• **Data extracts**

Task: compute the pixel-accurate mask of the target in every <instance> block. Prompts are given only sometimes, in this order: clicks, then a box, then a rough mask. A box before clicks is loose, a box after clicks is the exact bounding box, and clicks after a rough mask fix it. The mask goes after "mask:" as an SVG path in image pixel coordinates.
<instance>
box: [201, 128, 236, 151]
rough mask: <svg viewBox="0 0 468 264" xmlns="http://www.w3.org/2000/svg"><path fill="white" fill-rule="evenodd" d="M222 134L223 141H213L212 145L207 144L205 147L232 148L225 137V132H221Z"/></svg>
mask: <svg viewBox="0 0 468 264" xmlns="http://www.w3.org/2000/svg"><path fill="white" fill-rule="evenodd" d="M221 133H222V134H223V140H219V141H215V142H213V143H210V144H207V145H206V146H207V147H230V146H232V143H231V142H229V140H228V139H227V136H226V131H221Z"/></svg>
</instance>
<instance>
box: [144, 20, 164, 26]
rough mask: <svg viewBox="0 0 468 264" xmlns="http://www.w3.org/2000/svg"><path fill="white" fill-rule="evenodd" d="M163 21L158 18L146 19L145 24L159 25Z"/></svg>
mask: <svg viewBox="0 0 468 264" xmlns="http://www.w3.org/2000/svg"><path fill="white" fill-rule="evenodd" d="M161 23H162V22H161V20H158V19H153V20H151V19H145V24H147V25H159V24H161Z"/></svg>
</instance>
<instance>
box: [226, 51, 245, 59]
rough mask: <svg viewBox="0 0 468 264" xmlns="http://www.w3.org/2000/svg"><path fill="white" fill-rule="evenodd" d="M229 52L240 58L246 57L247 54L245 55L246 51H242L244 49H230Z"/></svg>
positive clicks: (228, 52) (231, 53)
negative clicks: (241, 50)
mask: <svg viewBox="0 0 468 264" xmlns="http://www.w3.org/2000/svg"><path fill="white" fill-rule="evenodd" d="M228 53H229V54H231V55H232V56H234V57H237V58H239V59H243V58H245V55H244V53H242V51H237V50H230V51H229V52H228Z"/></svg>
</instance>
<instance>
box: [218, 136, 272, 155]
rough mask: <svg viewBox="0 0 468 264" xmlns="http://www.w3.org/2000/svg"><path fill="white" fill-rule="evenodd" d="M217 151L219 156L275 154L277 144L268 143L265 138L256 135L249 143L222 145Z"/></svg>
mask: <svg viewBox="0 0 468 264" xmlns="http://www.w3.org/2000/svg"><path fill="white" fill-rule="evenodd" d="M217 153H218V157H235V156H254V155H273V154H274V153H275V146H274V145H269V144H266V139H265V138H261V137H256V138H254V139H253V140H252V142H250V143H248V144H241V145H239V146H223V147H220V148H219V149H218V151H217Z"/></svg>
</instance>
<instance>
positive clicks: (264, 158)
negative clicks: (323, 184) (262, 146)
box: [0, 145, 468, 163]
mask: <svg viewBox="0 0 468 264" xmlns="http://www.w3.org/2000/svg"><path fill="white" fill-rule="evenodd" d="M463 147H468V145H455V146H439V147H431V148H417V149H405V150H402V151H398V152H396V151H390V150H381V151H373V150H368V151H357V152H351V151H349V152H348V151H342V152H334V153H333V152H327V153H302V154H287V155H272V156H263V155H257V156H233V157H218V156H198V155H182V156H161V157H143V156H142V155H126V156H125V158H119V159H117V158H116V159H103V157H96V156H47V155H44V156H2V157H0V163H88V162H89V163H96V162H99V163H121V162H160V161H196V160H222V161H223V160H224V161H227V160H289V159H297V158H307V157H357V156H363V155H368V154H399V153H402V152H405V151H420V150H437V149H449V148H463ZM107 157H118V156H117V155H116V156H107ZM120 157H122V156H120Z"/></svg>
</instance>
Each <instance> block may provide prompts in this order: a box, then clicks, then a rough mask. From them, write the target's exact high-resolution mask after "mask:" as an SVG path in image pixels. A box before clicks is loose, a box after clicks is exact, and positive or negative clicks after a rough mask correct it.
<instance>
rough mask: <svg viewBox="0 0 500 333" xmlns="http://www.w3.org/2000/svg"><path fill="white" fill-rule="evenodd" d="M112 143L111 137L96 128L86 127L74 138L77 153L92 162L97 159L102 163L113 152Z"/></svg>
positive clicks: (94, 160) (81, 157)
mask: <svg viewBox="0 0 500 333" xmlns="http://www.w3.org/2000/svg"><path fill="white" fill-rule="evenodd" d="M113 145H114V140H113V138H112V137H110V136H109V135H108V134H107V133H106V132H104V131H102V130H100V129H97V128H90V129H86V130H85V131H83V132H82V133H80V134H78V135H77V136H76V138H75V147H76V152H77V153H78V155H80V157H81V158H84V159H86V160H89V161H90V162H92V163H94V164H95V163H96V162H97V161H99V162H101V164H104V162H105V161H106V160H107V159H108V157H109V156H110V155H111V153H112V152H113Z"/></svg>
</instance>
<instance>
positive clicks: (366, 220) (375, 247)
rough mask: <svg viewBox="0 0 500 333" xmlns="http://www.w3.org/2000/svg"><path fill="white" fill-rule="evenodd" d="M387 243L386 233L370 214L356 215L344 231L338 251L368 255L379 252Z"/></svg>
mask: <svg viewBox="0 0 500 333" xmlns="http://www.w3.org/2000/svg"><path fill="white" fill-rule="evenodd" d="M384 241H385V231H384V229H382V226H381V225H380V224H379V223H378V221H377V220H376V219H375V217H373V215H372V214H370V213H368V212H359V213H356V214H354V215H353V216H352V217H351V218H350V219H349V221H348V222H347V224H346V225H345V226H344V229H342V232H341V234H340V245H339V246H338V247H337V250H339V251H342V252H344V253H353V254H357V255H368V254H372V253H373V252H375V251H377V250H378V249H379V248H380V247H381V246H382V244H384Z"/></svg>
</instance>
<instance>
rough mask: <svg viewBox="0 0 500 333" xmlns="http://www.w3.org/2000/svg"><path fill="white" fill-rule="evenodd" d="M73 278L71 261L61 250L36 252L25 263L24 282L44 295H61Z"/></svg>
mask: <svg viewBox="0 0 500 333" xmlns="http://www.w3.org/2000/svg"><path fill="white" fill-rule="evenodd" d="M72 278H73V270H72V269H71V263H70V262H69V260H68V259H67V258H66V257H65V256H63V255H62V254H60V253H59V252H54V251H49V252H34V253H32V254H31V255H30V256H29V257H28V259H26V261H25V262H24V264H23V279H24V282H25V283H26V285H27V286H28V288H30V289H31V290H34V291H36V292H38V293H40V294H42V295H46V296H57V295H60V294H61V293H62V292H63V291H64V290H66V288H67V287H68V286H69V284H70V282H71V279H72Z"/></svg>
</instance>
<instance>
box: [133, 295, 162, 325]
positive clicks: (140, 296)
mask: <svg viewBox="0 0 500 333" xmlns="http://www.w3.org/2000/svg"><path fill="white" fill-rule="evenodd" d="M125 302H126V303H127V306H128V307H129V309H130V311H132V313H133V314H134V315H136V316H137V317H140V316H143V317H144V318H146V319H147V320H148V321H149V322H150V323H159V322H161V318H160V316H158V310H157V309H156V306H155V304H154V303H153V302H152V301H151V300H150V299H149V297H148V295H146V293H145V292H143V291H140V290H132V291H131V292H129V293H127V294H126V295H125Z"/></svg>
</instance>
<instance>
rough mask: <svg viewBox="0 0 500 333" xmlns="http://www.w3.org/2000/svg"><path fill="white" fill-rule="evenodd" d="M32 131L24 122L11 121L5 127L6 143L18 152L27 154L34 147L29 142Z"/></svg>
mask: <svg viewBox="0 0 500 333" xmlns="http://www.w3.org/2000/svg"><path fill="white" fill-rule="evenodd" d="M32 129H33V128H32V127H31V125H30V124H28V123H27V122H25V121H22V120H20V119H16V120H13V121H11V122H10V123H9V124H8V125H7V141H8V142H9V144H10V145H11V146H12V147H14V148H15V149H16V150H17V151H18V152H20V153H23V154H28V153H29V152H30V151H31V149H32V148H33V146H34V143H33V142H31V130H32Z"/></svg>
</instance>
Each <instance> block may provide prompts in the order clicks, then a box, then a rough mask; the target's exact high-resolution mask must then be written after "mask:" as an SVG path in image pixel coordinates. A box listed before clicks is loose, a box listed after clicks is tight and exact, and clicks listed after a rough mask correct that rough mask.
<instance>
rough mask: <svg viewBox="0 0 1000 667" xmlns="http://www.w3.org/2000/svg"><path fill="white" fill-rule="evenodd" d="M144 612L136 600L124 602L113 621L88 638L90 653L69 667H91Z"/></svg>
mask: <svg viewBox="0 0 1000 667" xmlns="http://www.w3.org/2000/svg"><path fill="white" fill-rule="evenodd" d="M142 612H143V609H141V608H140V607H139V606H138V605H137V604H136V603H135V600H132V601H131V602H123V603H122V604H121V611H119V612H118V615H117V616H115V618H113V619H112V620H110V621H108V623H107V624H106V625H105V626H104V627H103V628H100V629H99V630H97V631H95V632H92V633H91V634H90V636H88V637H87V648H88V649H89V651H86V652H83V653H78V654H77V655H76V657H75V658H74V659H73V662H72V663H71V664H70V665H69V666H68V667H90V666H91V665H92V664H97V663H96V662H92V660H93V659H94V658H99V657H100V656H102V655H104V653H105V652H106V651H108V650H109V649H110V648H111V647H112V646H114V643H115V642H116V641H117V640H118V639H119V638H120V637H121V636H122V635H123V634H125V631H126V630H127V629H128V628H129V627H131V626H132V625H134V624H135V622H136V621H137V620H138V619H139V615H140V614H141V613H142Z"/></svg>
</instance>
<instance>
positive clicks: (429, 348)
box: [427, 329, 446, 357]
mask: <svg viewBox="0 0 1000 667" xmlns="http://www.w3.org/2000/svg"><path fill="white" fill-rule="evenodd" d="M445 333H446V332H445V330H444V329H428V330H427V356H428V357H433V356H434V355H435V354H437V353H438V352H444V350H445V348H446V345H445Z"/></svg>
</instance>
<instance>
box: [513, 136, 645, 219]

• **Task requirements**
The number of lines above where the word "loose" occurs, and only that number, is the answer.

• **Reply**
3